▼
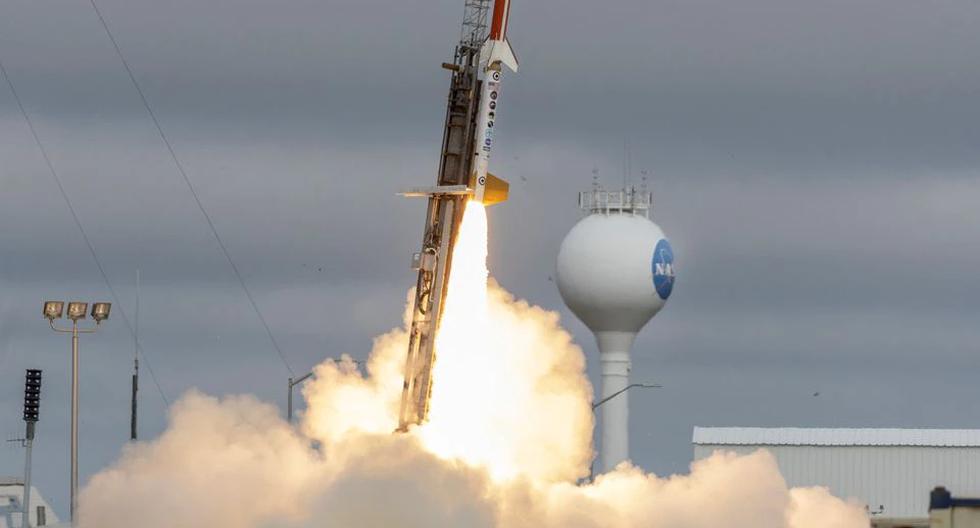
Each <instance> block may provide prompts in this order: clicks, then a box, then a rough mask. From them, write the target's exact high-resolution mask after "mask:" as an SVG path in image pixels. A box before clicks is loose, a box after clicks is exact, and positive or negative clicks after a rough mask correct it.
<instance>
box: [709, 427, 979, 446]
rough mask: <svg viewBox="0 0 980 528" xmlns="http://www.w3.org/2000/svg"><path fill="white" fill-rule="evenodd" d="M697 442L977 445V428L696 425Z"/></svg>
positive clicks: (710, 442)
mask: <svg viewBox="0 0 980 528" xmlns="http://www.w3.org/2000/svg"><path fill="white" fill-rule="evenodd" d="M693 441H694V444H696V445H799V446H922V447H980V429H817V428H801V427H777V428H764V427H695V428H694V439H693Z"/></svg>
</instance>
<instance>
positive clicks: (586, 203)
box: [557, 188, 674, 471]
mask: <svg viewBox="0 0 980 528" xmlns="http://www.w3.org/2000/svg"><path fill="white" fill-rule="evenodd" d="M579 207H580V208H581V209H582V210H584V211H586V213H587V216H586V217H585V218H583V219H582V220H581V221H580V222H579V223H578V224H576V225H575V227H573V228H572V230H571V231H570V232H569V233H568V235H567V236H566V237H565V240H564V241H563V242H562V244H561V249H560V250H559V252H558V270H557V271H558V290H559V291H560V292H561V296H562V299H564V301H565V304H567V305H568V307H569V308H570V309H571V310H572V312H573V313H575V315H576V316H578V318H579V319H581V320H582V322H583V323H585V325H586V326H588V327H589V329H590V330H592V332H593V333H594V334H595V338H596V342H597V343H598V345H599V362H600V365H601V369H602V386H601V388H600V392H599V396H597V397H596V401H602V400H603V399H605V398H609V397H611V396H613V395H615V394H617V393H619V394H618V395H617V396H615V397H613V398H612V399H610V400H608V401H606V403H604V404H603V405H602V408H601V410H602V434H601V436H600V442H601V443H600V446H599V447H600V459H601V463H602V464H601V466H602V470H603V471H609V470H611V469H613V468H615V467H616V464H619V463H620V462H622V461H624V460H628V459H629V399H628V396H629V395H628V391H627V388H628V387H629V383H630V381H629V373H630V349H631V348H632V346H633V340H634V339H635V338H636V334H637V333H638V332H639V331H640V329H641V328H643V326H644V325H646V324H647V322H648V321H649V320H650V319H651V318H652V317H653V316H654V315H656V313H657V312H658V311H660V309H661V308H663V306H664V303H665V302H666V301H667V298H668V297H670V292H671V290H672V289H673V286H674V252H673V250H672V249H671V247H670V242H668V241H667V238H666V237H665V236H664V233H663V231H661V230H660V227H658V226H657V224H655V223H653V222H652V221H650V218H649V214H650V209H651V207H652V199H651V194H650V192H649V191H646V190H639V191H637V190H635V189H624V190H622V191H605V190H602V189H600V188H594V189H593V190H591V191H587V192H582V193H579Z"/></svg>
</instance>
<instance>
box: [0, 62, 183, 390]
mask: <svg viewBox="0 0 980 528" xmlns="http://www.w3.org/2000/svg"><path fill="white" fill-rule="evenodd" d="M0 73H2V74H3V78H4V80H5V81H6V82H7V86H8V87H9V88H10V93H11V94H12V95H13V96H14V101H16V102H17V107H18V108H20V113H21V115H23V116H24V121H26V122H27V128H29V129H30V130H31V136H32V137H33V138H34V143H36V144H37V148H38V150H39V151H40V152H41V157H43V158H44V163H45V164H46V165H47V166H48V170H49V171H50V172H51V176H52V177H54V181H55V183H56V184H57V185H58V191H59V192H60V193H61V197H62V198H63V199H64V200H65V205H67V206H68V212H70V213H71V217H72V220H74V221H75V226H76V227H78V232H79V233H81V235H82V240H84V241H85V246H86V247H88V251H89V253H90V254H91V255H92V260H94V261H95V266H96V267H97V268H98V269H99V274H100V275H102V280H103V281H105V285H106V288H107V289H108V290H109V295H111V296H112V301H113V302H114V303H116V306H117V307H118V311H119V313H120V314H121V315H122V318H123V323H125V325H126V329H127V330H129V334H130V336H132V337H133V339H134V341H135V342H136V346H137V348H138V349H139V352H140V354H141V355H142V356H143V361H144V363H146V369H147V371H148V372H149V373H150V378H151V379H153V384H154V385H156V388H157V391H158V392H159V393H160V397H161V398H162V399H163V402H164V404H165V405H166V406H167V407H169V406H170V400H168V399H167V396H166V394H164V392H163V388H162V387H160V382H159V381H157V377H156V374H154V372H153V366H152V365H151V364H150V360H149V358H148V357H147V355H146V353H145V352H144V351H143V347H142V346H140V344H139V341H138V339H137V338H136V335H135V333H134V332H133V326H132V325H131V324H130V323H129V317H127V316H126V310H124V309H123V306H122V303H120V302H119V297H118V296H117V295H116V290H115V288H113V287H112V283H111V282H109V275H108V274H106V272H105V267H103V266H102V261H101V260H100V259H99V255H98V253H96V252H95V246H94V245H92V241H91V239H89V237H88V233H86V232H85V228H84V227H83V226H82V221H81V220H80V219H79V218H78V213H76V212H75V207H74V206H73V205H72V203H71V199H69V198H68V192H67V191H66V190H65V186H64V185H62V183H61V177H59V176H58V171H56V170H55V168H54V164H53V163H51V158H50V157H49V156H48V151H47V149H45V148H44V143H43V142H42V141H41V137H40V136H39V135H38V133H37V129H36V128H35V127H34V121H33V120H31V116H30V114H28V113H27V109H26V108H25V107H24V103H23V102H21V100H20V95H19V94H18V93H17V89H16V88H14V82H13V80H11V78H10V75H8V74H7V68H5V67H4V65H3V60H0Z"/></svg>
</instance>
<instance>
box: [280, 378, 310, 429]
mask: <svg viewBox="0 0 980 528" xmlns="http://www.w3.org/2000/svg"><path fill="white" fill-rule="evenodd" d="M311 377H313V373H312V372H307V373H306V374H303V375H302V376H300V377H298V378H296V379H293V378H289V396H288V397H287V398H286V421H287V422H289V423H293V387H295V386H297V385H299V384H300V383H303V382H304V381H306V380H308V379H310V378H311Z"/></svg>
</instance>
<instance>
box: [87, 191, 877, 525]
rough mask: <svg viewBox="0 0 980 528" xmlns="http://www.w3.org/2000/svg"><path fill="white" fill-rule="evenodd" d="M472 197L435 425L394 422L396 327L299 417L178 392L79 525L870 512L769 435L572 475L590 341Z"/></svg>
mask: <svg viewBox="0 0 980 528" xmlns="http://www.w3.org/2000/svg"><path fill="white" fill-rule="evenodd" d="M470 213H471V211H470V208H468V210H467V215H466V220H465V221H464V226H463V229H462V231H461V234H460V242H459V245H458V247H457V252H456V253H455V254H454V271H453V280H458V281H463V283H462V284H457V283H452V284H451V289H450V297H449V298H448V299H447V304H446V307H447V308H446V313H445V315H444V319H443V326H442V328H441V330H440V336H439V340H438V341H437V344H438V351H439V356H438V360H437V364H436V370H435V376H434V380H435V386H434V388H433V398H432V408H431V420H430V421H429V422H428V423H426V424H425V425H423V426H420V427H416V428H414V429H413V430H412V431H410V432H409V433H405V434H394V433H393V432H392V431H394V429H395V427H396V425H397V416H398V405H399V401H400V397H401V384H402V376H403V373H402V368H403V366H404V357H405V350H406V347H407V333H406V331H405V330H404V329H398V330H394V331H392V332H391V333H389V334H386V335H384V336H381V337H379V338H377V339H376V340H375V343H374V350H373V351H372V353H371V355H370V359H369V361H368V363H367V364H366V365H365V366H364V368H358V366H357V365H356V364H355V363H354V362H353V361H351V360H350V359H349V358H345V359H344V360H342V361H340V362H334V361H327V362H325V363H323V364H321V365H320V366H318V367H317V368H316V371H315V372H316V378H315V380H314V381H313V382H312V383H310V384H309V385H308V386H307V387H306V388H305V391H304V395H305V397H306V399H307V403H308V411H307V412H306V413H305V414H304V416H303V418H302V424H301V425H300V426H299V427H292V426H290V425H289V424H287V423H286V422H285V421H284V420H282V419H281V418H280V417H279V415H278V411H277V409H276V408H275V407H273V406H271V405H268V404H265V403H262V402H259V401H257V400H255V399H254V398H251V397H248V396H234V397H228V398H224V399H216V398H212V397H209V396H205V395H202V394H200V393H194V392H192V393H189V394H187V395H185V396H184V397H183V398H182V399H181V400H180V402H179V403H177V404H176V405H174V407H173V409H172V410H171V416H170V425H169V427H168V429H167V431H166V432H165V433H164V434H163V435H161V436H160V438H158V439H157V440H154V441H152V442H146V443H140V444H136V445H132V446H129V447H127V448H126V450H125V451H124V453H123V454H122V457H121V458H120V460H119V461H118V462H117V463H116V464H115V465H114V466H113V467H111V468H109V469H107V470H105V471H103V472H101V473H99V474H98V475H96V476H95V477H93V479H92V480H91V481H90V483H89V484H88V485H87V486H86V487H85V489H84V490H83V492H82V494H81V496H80V512H79V513H80V521H81V525H80V526H81V527H82V528H172V527H175V526H180V527H188V528H192V527H202V528H203V527H208V528H213V527H222V528H273V527H278V528H301V527H310V528H312V527H342V528H371V527H388V526H396V525H397V526H402V527H419V528H421V527H447V528H448V527H461V526H466V527H488V528H489V527H500V528H531V527H535V528H540V527H545V528H552V527H553V528H559V527H562V528H586V527H597V528H598V527H603V528H606V527H624V528H625V527H637V526H644V527H652V528H716V527H718V526H736V527H749V526H751V527H753V528H859V527H867V526H868V519H867V517H866V516H865V514H864V512H863V509H862V508H859V507H857V506H856V505H852V504H848V503H845V502H843V501H841V500H839V499H837V498H834V497H832V496H831V495H830V494H829V493H827V491H826V490H823V489H788V488H787V486H786V483H785V482H784V480H783V478H782V477H781V475H780V474H779V471H778V468H777V466H776V464H775V461H774V459H773V458H772V457H771V456H770V455H769V454H768V453H766V452H763V451H760V452H757V453H755V454H752V455H748V456H741V457H739V456H736V455H734V454H726V453H717V454H715V455H714V456H713V457H711V458H709V459H707V460H703V461H700V462H697V463H695V464H693V465H692V467H691V472H690V474H689V475H678V476H672V477H669V478H659V477H657V476H655V475H652V474H648V473H644V472H643V471H641V470H640V469H638V468H635V467H632V466H630V465H628V464H622V465H621V466H620V467H619V468H617V470H616V471H614V472H611V473H608V474H605V475H600V476H598V478H597V479H596V480H595V482H594V483H591V484H581V485H580V484H577V483H576V482H577V480H579V479H580V478H581V477H584V476H586V475H587V474H588V470H589V463H590V460H591V457H592V455H593V452H592V446H591V428H592V425H593V424H592V412H591V406H590V402H591V398H592V391H591V387H590V386H589V384H588V380H587V379H586V377H585V375H584V370H585V368H584V367H585V361H584V356H583V353H582V351H581V349H579V348H578V347H577V346H575V345H574V344H573V343H572V340H571V337H570V335H569V334H568V333H567V332H565V331H564V330H563V329H562V328H561V327H560V326H559V324H558V316H557V314H555V313H552V312H548V311H545V310H542V309H541V308H538V307H534V306H530V305H528V304H527V303H525V302H523V301H519V300H516V299H515V298H514V297H513V296H511V295H510V294H509V293H507V292H506V291H504V290H503V289H502V288H500V287H498V286H496V285H494V284H489V285H488V284H487V273H486V268H485V257H486V254H485V252H486V241H485V236H486V225H485V221H486V220H485V216H483V211H482V208H479V209H478V210H477V213H479V214H478V216H476V218H474V215H471V214H470ZM474 226H475V227H474ZM481 237H482V238H481ZM467 262H469V263H467Z"/></svg>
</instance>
▲
● **ACTION ITEM**: Output only the lines from the start of the data through the line that holds "box: [709, 427, 979, 446]". Keep them exact and leave the pictures out.

● **RESULT FOR THIS EXERCISE**:
Each <instance> block may provide prompts in this order: clicks, then a box, then a rough mask. From them, write the target's exact high-resolution mask after "mask:" as an SVG path in image pixels. A box before clicks is loose, a box after clicks is exact, and positive or negative clicks after a rough mask correct it.
<instance>
box: [709, 427, 979, 446]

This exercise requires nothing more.